:: Exercise goal ::
Where a line below holds the string "short", copy that line.

:: Dataset ::

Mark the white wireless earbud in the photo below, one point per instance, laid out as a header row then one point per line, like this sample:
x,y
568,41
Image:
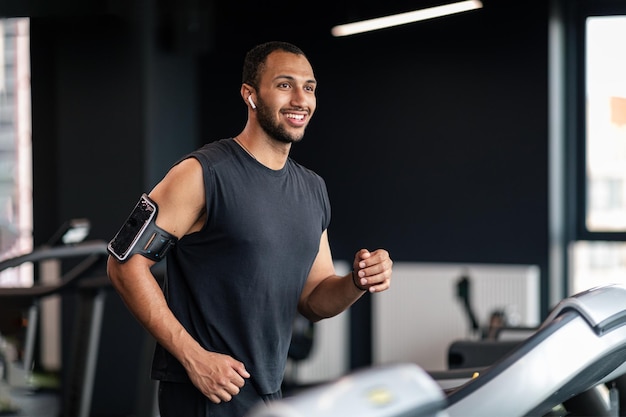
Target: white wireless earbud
x,y
251,102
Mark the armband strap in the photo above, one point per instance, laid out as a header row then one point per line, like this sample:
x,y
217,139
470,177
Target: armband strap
x,y
141,235
154,242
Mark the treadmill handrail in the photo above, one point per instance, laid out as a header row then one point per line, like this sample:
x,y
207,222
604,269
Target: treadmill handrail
x,y
94,247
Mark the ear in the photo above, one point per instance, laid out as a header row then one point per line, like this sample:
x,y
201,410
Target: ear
x,y
247,95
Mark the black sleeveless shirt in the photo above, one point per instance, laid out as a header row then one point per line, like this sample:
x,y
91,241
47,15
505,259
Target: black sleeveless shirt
x,y
235,284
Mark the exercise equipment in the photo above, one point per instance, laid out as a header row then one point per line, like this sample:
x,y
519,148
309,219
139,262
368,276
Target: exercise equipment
x,y
579,346
398,390
578,350
87,258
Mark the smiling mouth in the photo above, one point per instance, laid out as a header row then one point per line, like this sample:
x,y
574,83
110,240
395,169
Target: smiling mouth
x,y
293,116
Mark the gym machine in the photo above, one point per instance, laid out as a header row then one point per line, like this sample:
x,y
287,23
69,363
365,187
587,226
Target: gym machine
x,y
561,369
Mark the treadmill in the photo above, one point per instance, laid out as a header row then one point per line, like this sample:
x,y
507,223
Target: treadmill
x,y
578,348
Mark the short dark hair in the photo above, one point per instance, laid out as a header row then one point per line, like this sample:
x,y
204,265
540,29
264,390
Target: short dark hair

:: Answer area ::
Mark the short dark hair in the photo above, one point per instance, laid out as a header row then one point per line, like this sample:
Target: short dark hair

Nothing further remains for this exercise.